## SOURCE PASSAGE
- - - - - - -
Finding improved methods for drug delivery is a hot topic among researchers all over the world. One method in particular, which utilizes polymeric micelles to carry and deliver drug molecules to their intended targets inside of the body, has had very promising results in recent years.
Now, an engineering professor at the UH Cullen College of Engineering is uncovering the fundamental science of using block copolymer micelles for drug delivery with a three-year, $165,000 award from the National Science Foundation.
Megan Robertson, assistant professor of chemical and biomolecular engineering, is examining how drug molecules interact with polymers within a micelle and quantifying how these interactions change the structure of the micelle as well as the release of the drug inside of the body.
“If we understand the effect of the drug on the micelle structure, dynamics, and release rate, it will help us to design new and improved micelle systems,” Robertson said.
Her team will begin by studying Doxorubicin, a chemotherapy drug, but the results from this research could be generalized to other drugs, Robertson said.
Robertson’s research collaborator is Louis Madsen, an associate professor in the department of chemistry at Virginia Tech. Madsen is an expert on NMR (nuclear magnetic resonance) spectroscopy, a technique used to determine the structure of organic compounds, atoms and molecules. One of Robertson’s areas of expertise is neutron scattering, an experimental technique used to investigate the nanometer to sub-micron scale structure of materials.
In this project, Robertson and Madsen are combining NMR and neutron scattering techniques to further investigate the use of block copolymer micelles for drug delivery. “I think we can learn more about this system by using a combination of these techniques rather than by one technique alone.”
To understand micelles, think about the behavior of a detergent added to a bucket of water: the detergent molecules aggregate together, forming a type of micelle. Molecules like detergents form micelles because they are composed of two parts: one part is hydrophobic (water-hating) and the other is hydrophilic (water-loving). The micelle aggregate keeps the hydrophobic part separate from the water, while the hydrophilic part is surrounded by water.
- - - - - - -
## EXERCISES
• 1. In the article on micelle drug delivery, which chemotherapy drug will Robertson's team study first?
• 2. From the article on micelle drug delivery, quote the passage starting with "Finding improved methods" and going on through "of the body.".
- - - - - - -
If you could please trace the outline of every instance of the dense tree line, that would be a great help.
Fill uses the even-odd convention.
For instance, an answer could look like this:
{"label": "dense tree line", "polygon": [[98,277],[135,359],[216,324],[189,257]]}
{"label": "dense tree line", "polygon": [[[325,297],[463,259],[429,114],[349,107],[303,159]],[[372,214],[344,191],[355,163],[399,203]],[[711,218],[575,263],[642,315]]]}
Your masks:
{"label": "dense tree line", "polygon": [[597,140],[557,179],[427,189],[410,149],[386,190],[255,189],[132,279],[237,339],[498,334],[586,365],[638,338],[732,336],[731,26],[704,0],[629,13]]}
- - - - - - -
## PER-TASK ANSWERS
• 1. Doxorubicin

• 2.
Finding improved methods for drug delivery is a hot topic among researchers all over the world. One method in particular, which utilizes polymeric micelles to carry and deliver drug molecules to their intended targets inside of the body, has had very promising results in recent years.
Now, an engineering professor at the UH Cullen College of Engineering is uncovering the fundamental science of using block copolymer micelles for drug delivery with a three-year, $165,000 award from the National Science Foundation.
Megan Robertson, assistant professor of chemical and biomolecular engineering, is examining how drug molecules interact with polymers within a micelle and quantifying how these interactions change the structure of the micelle as well as the release of the drug inside of the body.